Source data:
========

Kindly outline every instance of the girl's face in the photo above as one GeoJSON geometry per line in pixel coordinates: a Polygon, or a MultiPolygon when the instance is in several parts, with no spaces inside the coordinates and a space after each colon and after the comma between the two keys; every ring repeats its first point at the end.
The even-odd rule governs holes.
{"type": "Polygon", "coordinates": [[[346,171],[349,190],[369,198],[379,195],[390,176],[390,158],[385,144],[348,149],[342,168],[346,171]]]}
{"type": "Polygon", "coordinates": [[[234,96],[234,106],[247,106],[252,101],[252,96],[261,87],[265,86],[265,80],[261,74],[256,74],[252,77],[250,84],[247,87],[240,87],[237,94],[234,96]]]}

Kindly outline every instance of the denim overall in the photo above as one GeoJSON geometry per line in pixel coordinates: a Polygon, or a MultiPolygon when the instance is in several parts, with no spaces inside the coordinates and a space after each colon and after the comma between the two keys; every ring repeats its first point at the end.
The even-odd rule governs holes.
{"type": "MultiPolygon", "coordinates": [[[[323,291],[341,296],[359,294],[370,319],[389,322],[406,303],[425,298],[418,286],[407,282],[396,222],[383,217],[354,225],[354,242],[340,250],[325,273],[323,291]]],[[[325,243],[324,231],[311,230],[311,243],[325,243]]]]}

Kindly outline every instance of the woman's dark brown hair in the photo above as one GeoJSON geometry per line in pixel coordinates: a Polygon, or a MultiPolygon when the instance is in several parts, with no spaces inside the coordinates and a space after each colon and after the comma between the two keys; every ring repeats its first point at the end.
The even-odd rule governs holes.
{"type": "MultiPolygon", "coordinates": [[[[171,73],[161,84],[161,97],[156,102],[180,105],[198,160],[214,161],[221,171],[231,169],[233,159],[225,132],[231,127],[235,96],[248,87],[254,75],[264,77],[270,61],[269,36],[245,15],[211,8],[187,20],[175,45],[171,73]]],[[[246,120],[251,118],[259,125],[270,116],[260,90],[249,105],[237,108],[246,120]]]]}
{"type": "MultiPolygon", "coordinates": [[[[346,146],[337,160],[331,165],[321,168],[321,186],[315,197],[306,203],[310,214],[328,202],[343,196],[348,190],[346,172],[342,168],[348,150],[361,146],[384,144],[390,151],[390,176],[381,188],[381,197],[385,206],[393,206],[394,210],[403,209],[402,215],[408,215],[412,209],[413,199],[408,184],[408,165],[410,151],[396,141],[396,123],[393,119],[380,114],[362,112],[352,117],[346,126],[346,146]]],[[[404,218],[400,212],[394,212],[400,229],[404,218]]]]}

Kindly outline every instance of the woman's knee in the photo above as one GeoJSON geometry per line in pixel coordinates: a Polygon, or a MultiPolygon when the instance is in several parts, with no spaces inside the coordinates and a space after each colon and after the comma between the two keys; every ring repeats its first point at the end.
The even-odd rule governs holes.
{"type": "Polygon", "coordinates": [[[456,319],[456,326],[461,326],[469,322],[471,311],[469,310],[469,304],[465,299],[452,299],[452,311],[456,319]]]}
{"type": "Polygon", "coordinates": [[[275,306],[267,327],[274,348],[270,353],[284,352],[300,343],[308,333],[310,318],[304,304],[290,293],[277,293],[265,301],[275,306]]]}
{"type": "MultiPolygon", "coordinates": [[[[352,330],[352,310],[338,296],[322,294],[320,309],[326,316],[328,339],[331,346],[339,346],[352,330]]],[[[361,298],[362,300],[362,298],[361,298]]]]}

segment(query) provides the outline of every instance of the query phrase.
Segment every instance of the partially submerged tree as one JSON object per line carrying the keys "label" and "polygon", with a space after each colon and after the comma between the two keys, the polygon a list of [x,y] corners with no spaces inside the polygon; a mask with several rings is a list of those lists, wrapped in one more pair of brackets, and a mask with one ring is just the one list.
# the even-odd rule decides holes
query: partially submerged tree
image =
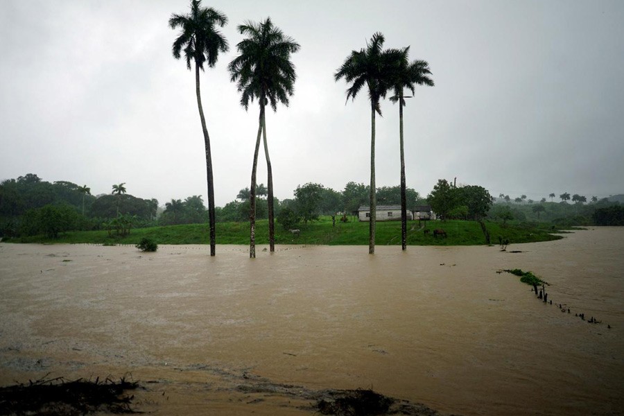
{"label": "partially submerged tree", "polygon": [[241,105],[247,110],[250,102],[258,100],[260,117],[258,135],[254,152],[250,187],[250,250],[249,257],[256,257],[256,171],[258,166],[258,153],[260,136],[264,137],[264,154],[266,157],[268,172],[267,191],[268,193],[269,245],[274,252],[275,224],[273,218],[273,176],[266,140],[266,120],[265,107],[270,104],[273,111],[277,111],[277,103],[288,107],[288,97],[295,92],[297,75],[295,65],[291,62],[291,54],[299,51],[300,45],[295,40],[286,36],[273,26],[270,17],[260,23],[248,21],[239,26],[239,32],[247,37],[239,42],[236,49],[239,56],[228,67],[232,82],[236,83],[241,94]]}
{"label": "partially submerged tree", "polygon": [[383,51],[383,35],[372,35],[366,48],[352,51],[334,73],[334,80],[342,78],[350,87],[347,89],[347,101],[354,100],[363,87],[368,88],[370,101],[370,221],[369,221],[368,252],[375,252],[375,222],[376,200],[375,195],[375,114],[381,115],[379,101],[391,87],[391,69],[396,62],[396,51]]}
{"label": "partially submerged tree", "polygon": [[83,194],[83,215],[85,215],[85,196],[91,195],[91,188],[84,185],[78,187],[78,191]]}
{"label": "partially submerged tree", "polygon": [[172,29],[180,28],[178,37],[173,42],[173,58],[180,59],[184,52],[187,67],[191,70],[191,61],[195,62],[195,92],[199,110],[202,131],[204,133],[204,147],[206,150],[206,173],[208,182],[208,218],[210,227],[210,255],[215,252],[215,209],[214,184],[212,173],[212,155],[210,151],[210,137],[206,127],[206,119],[202,107],[200,94],[200,69],[204,71],[204,64],[214,67],[219,52],[227,52],[227,41],[216,29],[227,23],[223,13],[212,8],[201,7],[201,0],[191,1],[191,12],[188,15],[171,15],[169,26]]}
{"label": "partially submerged tree", "polygon": [[121,194],[125,193],[125,182],[121,182],[118,185],[113,185],[113,195],[117,196],[117,215],[119,215],[119,202],[121,200]]}
{"label": "partially submerged tree", "polygon": [[403,107],[405,98],[409,98],[404,95],[404,90],[408,89],[413,96],[415,94],[415,85],[433,86],[433,81],[428,76],[431,75],[429,64],[424,60],[409,62],[409,50],[408,46],[396,53],[394,62],[395,69],[392,76],[392,87],[395,95],[390,97],[393,103],[399,103],[399,145],[401,154],[401,247],[403,250],[407,248],[407,200],[406,194],[405,178],[405,152],[403,141]]}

========

SHORT EXERCISE: Reproduce the whole listing word for word, setting aside any pictures.

THE OUTPUT:
Kindly outline every instance of the girl's face in the photo above as one GeoJSON geometry per line in pixel coordinates: a Polygon, or a MultiPolygon when the instance is in several parts, with no spaces inside the coordinates and a space after each colon and after the comma between the two keys; every ring repeats its first point at the end.
The even-odd rule governs holes.
{"type": "Polygon", "coordinates": [[[346,171],[349,190],[369,198],[379,195],[390,176],[390,158],[385,144],[348,149],[342,168],[346,171]]]}
{"type": "Polygon", "coordinates": [[[234,96],[234,106],[247,106],[252,101],[252,96],[261,87],[265,86],[265,80],[261,74],[256,74],[252,77],[250,84],[247,87],[240,87],[237,94],[234,96]]]}

Kindly outline every instance of the denim overall in the photo above as one GeoJSON geometry per line in pixel coordinates: a Polygon, or a MultiPolygon when the instance is in several parts, with no spaces inside the coordinates and a space after each colon and after the comma between the two keys; every ring repeats its first point at the end.
The even-odd rule governs holes.
{"type": "MultiPolygon", "coordinates": [[[[323,291],[341,296],[359,294],[370,319],[389,322],[406,303],[425,298],[418,286],[407,282],[396,222],[383,217],[354,225],[354,242],[340,250],[325,273],[323,291]]],[[[325,243],[324,231],[311,230],[311,243],[325,243]]]]}

Kindly outline every instance of the woman's dark brown hair in the photo above as one GeoJSON geometry per line in pixel coordinates: a Polygon, or a MultiPolygon when the instance is in several parts, with no spaces inside the coordinates and a space after each colon and after the comma between the two keys; every ring repeats its first point at the end.
The even-odd rule governs holes.
{"type": "MultiPolygon", "coordinates": [[[[171,73],[161,84],[161,97],[156,102],[180,105],[198,160],[214,161],[221,171],[231,169],[233,159],[225,132],[231,127],[235,96],[248,87],[254,75],[264,77],[270,61],[269,36],[245,15],[211,8],[187,20],[175,45],[171,73]]],[[[246,120],[251,118],[259,125],[270,116],[260,90],[249,105],[237,108],[246,120]]]]}
{"type": "MultiPolygon", "coordinates": [[[[346,146],[337,160],[331,165],[321,168],[321,186],[315,197],[306,203],[310,214],[328,202],[343,196],[348,190],[346,172],[342,168],[348,150],[361,146],[384,144],[390,151],[390,176],[381,188],[381,197],[385,206],[393,206],[394,210],[403,209],[402,215],[408,215],[412,209],[413,199],[408,184],[408,165],[410,151],[396,141],[396,123],[393,119],[380,114],[362,112],[352,117],[346,126],[346,146]]],[[[404,218],[400,212],[394,212],[400,229],[404,218]]]]}

Kindly outline every instance of the woman's knee in the photo above as one GeoJSON geometry per line in pixel coordinates: a Polygon, or a MultiPolygon when the instance is in several parts, with no spaces inside the coordinates and a space after each colon and after the comma between the two keys; every ring repeats its first point at the end.
The even-odd rule governs holes.
{"type": "Polygon", "coordinates": [[[456,319],[456,326],[461,326],[469,322],[471,311],[469,310],[469,304],[465,299],[452,299],[452,311],[456,319]]]}
{"type": "Polygon", "coordinates": [[[275,306],[267,327],[274,348],[270,353],[284,352],[300,343],[308,333],[310,318],[304,304],[290,293],[277,293],[265,301],[275,306]]]}
{"type": "MultiPolygon", "coordinates": [[[[352,330],[352,310],[338,296],[322,294],[320,309],[326,316],[328,339],[331,346],[339,346],[352,330]]],[[[361,298],[362,300],[362,298],[361,298]]]]}

segment(query) provides the outline of every instance of the query phrase.
Segment every instance of the partially submerged tree as one JSON object per line carrying the keys "label" and "polygon", with a space after each colon and after the comma between the two keys, the polygon a list of [x,y] corners with no spaces inside the polygon; a mask with several rings is a list of those lists, wrapped in one more pair of brackets, and a mask with one ring is just the one list.
# the even-odd rule decides holes
query: partially submerged tree
image =
{"label": "partially submerged tree", "polygon": [[241,105],[247,110],[250,102],[258,100],[260,117],[258,135],[254,152],[250,187],[250,250],[249,257],[256,257],[256,171],[258,166],[258,153],[260,136],[264,137],[264,154],[266,157],[268,172],[267,191],[268,193],[269,245],[274,252],[275,224],[273,218],[273,176],[266,140],[266,120],[265,107],[270,104],[273,111],[277,111],[277,103],[288,107],[288,97],[295,92],[297,75],[295,65],[291,62],[291,54],[299,51],[300,45],[295,40],[286,36],[273,26],[270,17],[260,23],[248,21],[239,26],[239,32],[247,37],[239,42],[236,49],[239,56],[228,67],[232,82],[236,83],[241,94]]}
{"label": "partially submerged tree", "polygon": [[383,51],[383,35],[372,35],[366,48],[352,51],[334,73],[334,80],[342,78],[350,87],[347,89],[347,101],[354,100],[363,87],[368,88],[370,101],[370,221],[369,221],[368,252],[375,252],[375,222],[376,200],[375,195],[375,114],[381,115],[379,101],[391,87],[391,69],[396,62],[396,51]]}
{"label": "partially submerged tree", "polygon": [[83,194],[83,215],[85,215],[85,196],[91,195],[91,188],[84,185],[78,187],[78,191]]}
{"label": "partially submerged tree", "polygon": [[172,29],[180,28],[178,37],[173,42],[173,58],[180,59],[184,52],[187,67],[191,70],[191,61],[195,62],[195,92],[199,110],[202,131],[204,133],[204,147],[206,150],[206,173],[208,182],[208,218],[210,227],[210,255],[215,252],[215,209],[214,184],[212,173],[212,155],[210,151],[210,137],[206,127],[206,119],[202,107],[200,94],[200,69],[204,71],[204,64],[214,67],[219,52],[227,52],[227,41],[216,29],[227,23],[223,13],[212,8],[201,7],[201,0],[191,1],[191,12],[188,15],[171,15],[169,26]]}
{"label": "partially submerged tree", "polygon": [[121,194],[125,193],[125,182],[121,182],[118,185],[113,185],[113,195],[117,196],[117,215],[119,215],[119,202],[121,200]]}
{"label": "partially submerged tree", "polygon": [[403,107],[405,98],[409,98],[404,95],[404,90],[408,89],[413,96],[415,94],[415,85],[433,86],[433,81],[428,76],[431,75],[429,64],[424,60],[409,62],[409,50],[408,46],[396,53],[394,62],[395,69],[392,76],[392,87],[395,95],[390,97],[393,103],[399,103],[399,145],[401,154],[401,247],[403,250],[407,248],[407,200],[406,194],[405,178],[405,152],[403,141]]}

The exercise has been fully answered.